_What you will do_
Skip every line before the one containing "In this photo, where can the person in dark", then copy that line and the rest of the entries below exactly, through the last line.

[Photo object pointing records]

_ _ _ _

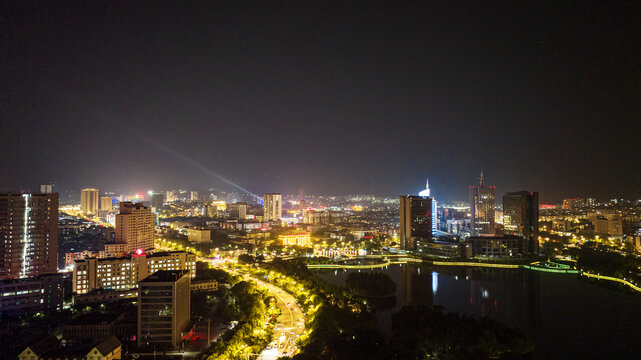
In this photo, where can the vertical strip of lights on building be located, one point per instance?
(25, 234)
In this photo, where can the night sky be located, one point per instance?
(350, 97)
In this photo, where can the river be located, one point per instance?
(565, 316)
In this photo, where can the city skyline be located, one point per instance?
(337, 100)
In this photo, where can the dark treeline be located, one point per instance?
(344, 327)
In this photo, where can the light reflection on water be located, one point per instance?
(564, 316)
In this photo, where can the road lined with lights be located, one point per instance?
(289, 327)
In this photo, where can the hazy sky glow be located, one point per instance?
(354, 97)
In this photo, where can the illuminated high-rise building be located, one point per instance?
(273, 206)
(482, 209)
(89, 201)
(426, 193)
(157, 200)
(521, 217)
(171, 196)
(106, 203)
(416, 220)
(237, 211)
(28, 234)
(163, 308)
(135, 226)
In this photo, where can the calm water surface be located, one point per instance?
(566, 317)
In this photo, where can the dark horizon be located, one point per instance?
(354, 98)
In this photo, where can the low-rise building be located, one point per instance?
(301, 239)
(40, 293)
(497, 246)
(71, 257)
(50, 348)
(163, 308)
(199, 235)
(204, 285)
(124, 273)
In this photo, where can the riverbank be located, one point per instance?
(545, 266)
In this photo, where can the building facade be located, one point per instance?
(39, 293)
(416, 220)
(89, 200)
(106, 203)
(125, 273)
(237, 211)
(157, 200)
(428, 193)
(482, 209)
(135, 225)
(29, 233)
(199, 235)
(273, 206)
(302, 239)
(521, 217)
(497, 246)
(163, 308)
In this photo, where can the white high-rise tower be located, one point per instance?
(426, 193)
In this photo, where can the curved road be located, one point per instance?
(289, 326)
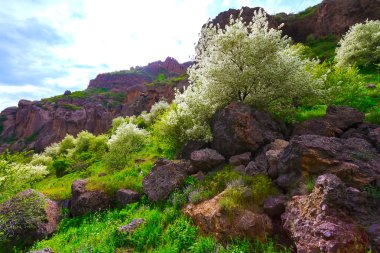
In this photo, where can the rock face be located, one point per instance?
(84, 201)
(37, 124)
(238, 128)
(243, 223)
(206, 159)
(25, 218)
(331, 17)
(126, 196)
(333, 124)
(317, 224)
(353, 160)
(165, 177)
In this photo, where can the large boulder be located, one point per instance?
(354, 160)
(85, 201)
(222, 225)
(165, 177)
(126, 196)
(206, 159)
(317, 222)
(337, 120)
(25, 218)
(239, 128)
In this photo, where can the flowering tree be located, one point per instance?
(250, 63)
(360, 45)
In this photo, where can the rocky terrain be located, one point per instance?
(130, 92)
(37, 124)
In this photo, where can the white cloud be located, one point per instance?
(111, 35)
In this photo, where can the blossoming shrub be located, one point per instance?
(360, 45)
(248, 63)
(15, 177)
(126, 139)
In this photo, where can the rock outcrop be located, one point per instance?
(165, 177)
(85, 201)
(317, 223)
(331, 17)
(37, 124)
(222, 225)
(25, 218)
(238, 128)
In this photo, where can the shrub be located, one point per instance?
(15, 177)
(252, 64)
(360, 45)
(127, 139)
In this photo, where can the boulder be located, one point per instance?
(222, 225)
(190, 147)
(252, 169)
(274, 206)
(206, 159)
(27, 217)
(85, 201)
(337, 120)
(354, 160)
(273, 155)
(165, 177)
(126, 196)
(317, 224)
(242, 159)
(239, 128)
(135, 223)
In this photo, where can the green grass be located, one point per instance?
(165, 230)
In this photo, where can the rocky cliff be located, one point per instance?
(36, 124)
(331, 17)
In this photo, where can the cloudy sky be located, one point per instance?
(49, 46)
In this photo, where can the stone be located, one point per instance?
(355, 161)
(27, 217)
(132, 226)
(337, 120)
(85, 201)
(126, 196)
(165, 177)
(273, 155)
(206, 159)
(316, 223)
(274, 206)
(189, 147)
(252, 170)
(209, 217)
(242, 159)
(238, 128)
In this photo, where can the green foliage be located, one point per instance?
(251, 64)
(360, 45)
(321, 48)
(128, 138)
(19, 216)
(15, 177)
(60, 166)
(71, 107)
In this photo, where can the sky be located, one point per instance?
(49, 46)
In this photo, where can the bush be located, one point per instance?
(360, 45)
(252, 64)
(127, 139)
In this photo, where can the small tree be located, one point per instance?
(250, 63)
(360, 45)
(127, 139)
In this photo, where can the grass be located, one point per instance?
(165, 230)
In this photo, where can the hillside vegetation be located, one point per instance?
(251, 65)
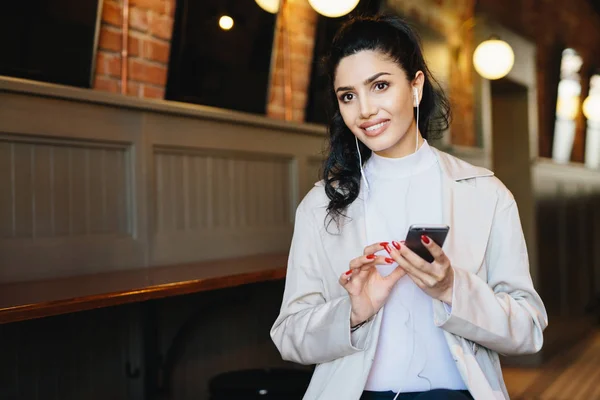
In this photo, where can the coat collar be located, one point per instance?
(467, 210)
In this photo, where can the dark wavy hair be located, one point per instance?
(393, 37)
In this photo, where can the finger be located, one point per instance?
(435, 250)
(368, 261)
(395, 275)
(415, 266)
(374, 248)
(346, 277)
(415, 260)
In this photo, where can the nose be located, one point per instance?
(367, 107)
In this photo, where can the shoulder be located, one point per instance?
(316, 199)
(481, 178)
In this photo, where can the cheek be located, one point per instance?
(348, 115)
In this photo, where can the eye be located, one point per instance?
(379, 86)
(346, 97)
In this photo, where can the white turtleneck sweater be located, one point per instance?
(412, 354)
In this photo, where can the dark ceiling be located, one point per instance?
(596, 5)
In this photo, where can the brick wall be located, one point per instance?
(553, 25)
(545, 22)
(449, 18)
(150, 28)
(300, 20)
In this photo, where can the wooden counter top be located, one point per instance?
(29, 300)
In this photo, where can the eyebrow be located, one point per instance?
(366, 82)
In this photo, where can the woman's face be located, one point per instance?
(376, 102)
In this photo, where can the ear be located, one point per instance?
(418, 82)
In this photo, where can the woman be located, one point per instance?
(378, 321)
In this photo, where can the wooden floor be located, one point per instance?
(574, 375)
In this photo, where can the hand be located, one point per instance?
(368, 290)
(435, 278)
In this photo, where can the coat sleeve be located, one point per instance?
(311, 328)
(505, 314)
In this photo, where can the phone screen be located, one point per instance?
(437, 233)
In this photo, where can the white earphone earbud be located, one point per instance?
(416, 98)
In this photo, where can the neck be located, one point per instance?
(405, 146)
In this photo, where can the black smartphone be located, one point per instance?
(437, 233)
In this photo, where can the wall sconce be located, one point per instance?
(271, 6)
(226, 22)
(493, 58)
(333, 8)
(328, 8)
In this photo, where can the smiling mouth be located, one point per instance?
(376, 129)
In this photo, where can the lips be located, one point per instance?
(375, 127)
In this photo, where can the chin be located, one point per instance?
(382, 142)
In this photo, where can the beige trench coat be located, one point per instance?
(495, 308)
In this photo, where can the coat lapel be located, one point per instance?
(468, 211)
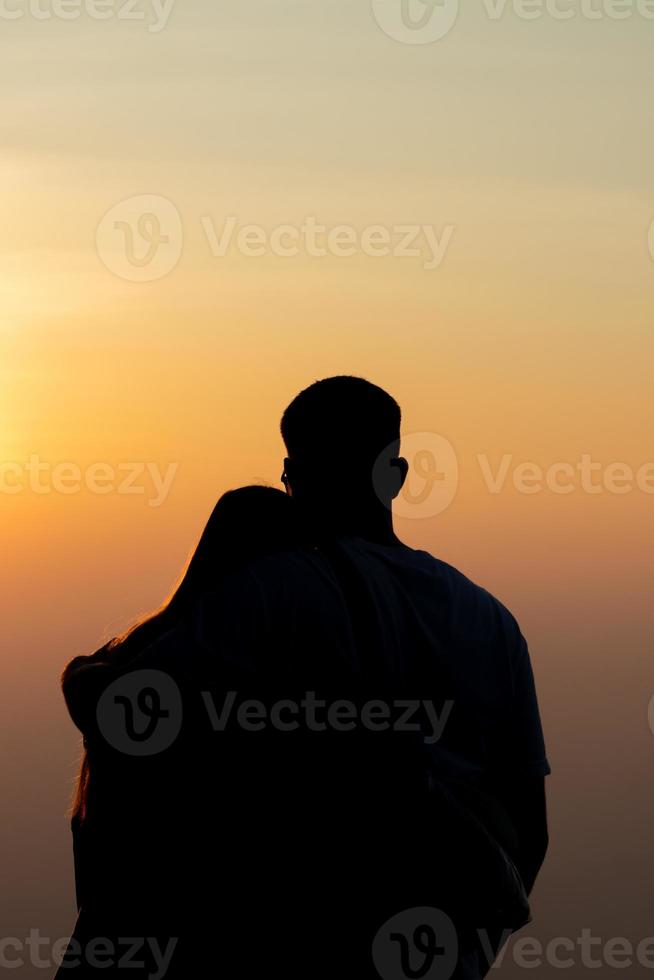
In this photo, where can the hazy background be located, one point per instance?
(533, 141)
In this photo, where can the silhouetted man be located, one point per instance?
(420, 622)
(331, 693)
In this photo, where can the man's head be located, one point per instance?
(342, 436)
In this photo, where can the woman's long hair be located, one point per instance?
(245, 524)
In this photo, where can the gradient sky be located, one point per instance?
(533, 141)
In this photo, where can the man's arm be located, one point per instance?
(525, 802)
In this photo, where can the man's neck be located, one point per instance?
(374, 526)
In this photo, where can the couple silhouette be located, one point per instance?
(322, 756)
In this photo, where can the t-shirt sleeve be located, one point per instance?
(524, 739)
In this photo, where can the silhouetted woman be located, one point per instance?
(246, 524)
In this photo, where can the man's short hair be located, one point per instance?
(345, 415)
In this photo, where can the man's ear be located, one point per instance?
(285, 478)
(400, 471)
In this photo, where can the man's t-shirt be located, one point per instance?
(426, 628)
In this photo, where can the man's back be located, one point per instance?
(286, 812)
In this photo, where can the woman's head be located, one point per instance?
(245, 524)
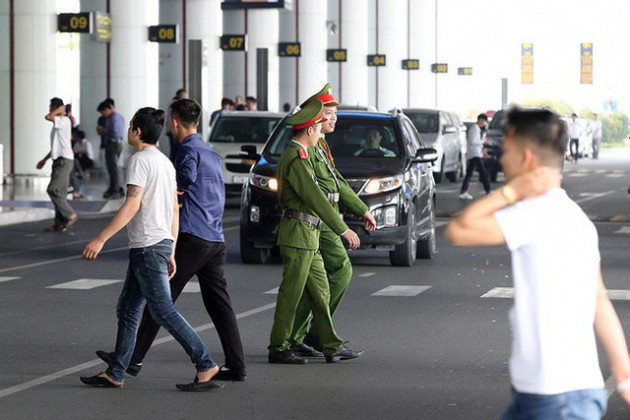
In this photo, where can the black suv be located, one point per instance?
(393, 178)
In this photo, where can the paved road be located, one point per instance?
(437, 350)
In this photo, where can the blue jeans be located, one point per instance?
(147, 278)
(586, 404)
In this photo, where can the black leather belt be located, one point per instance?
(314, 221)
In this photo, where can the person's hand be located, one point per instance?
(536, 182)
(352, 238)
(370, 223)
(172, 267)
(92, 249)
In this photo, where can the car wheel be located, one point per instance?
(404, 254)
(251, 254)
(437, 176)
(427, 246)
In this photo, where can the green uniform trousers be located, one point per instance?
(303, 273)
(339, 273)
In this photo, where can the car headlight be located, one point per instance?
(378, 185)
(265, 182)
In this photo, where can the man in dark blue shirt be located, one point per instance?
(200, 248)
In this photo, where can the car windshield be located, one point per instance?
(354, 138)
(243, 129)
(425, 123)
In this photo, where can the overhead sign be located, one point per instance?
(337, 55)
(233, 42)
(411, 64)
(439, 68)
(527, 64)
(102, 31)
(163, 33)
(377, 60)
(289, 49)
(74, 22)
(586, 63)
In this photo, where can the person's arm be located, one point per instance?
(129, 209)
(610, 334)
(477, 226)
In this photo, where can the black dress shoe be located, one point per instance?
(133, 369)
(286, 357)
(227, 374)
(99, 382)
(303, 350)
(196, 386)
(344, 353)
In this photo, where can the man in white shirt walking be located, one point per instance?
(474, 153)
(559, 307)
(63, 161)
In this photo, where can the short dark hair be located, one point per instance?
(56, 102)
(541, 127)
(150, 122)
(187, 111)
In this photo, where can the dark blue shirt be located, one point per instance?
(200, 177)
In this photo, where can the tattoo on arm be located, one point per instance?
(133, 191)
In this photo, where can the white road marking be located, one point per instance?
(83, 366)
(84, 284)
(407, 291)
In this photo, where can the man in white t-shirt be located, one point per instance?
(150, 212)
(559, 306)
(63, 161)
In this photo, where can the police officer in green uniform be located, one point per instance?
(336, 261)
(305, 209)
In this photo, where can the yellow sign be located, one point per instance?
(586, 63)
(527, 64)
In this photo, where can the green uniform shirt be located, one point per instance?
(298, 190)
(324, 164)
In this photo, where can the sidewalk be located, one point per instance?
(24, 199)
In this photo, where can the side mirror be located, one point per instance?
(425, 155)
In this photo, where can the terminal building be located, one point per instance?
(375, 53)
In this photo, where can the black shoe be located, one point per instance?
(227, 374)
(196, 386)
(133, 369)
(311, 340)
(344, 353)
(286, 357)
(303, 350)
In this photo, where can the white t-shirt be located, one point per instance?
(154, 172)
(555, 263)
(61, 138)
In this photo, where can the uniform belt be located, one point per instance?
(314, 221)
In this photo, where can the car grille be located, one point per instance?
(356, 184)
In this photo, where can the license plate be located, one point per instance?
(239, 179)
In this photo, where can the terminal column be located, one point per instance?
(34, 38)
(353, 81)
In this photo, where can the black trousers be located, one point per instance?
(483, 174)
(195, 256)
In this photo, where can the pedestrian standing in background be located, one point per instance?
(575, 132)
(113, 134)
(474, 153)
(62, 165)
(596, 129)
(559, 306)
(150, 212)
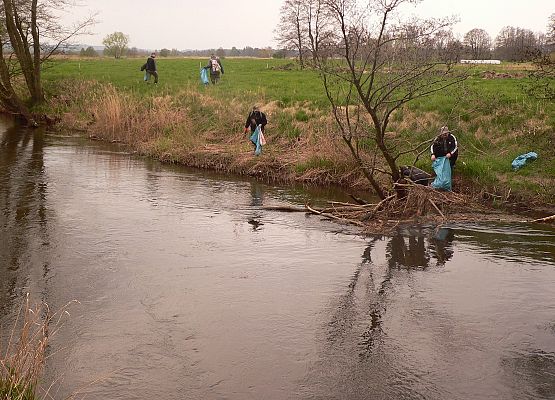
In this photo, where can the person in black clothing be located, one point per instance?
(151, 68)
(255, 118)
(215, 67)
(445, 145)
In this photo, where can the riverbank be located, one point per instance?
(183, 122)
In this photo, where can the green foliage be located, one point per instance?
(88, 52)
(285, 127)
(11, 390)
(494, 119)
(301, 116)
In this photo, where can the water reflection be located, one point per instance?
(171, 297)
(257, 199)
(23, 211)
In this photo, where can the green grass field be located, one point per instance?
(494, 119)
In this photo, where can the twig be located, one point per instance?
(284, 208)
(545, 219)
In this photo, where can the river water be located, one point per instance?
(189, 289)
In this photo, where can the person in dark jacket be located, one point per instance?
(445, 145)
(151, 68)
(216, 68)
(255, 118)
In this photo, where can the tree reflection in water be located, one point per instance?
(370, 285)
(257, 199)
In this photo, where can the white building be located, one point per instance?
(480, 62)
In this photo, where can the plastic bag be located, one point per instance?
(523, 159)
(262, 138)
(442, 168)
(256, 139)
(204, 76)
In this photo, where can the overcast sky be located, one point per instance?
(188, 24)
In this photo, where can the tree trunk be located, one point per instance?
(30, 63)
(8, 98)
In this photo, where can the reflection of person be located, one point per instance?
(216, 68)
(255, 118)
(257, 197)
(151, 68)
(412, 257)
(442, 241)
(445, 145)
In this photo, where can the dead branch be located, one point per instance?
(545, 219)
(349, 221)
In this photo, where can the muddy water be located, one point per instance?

_ _ _ _

_The answer_
In this photo, where can the person in dark jacket be located, one point per instance?
(445, 145)
(151, 68)
(216, 68)
(255, 118)
In this photo, where can the tree reflection in water be located, one point per instance?
(370, 285)
(257, 199)
In this photo, where can the white building be located, one point per instance?
(480, 62)
In this photo, where can the plastic bag be located, one point per instance?
(523, 159)
(262, 138)
(442, 168)
(256, 139)
(204, 76)
In this photo, where can the overcast sky be located, one point per instance?
(188, 24)
In this photo, where can the tree trunk be located, one point per instance?
(30, 63)
(8, 98)
In this photo, where can the reflection of person be located, one point per instance?
(216, 68)
(255, 118)
(257, 197)
(151, 68)
(412, 257)
(442, 241)
(445, 145)
In this photo, where can the dead branch be located, one point per instance?
(545, 219)
(349, 221)
In this photo, where can the muddy water be located, one point per instance?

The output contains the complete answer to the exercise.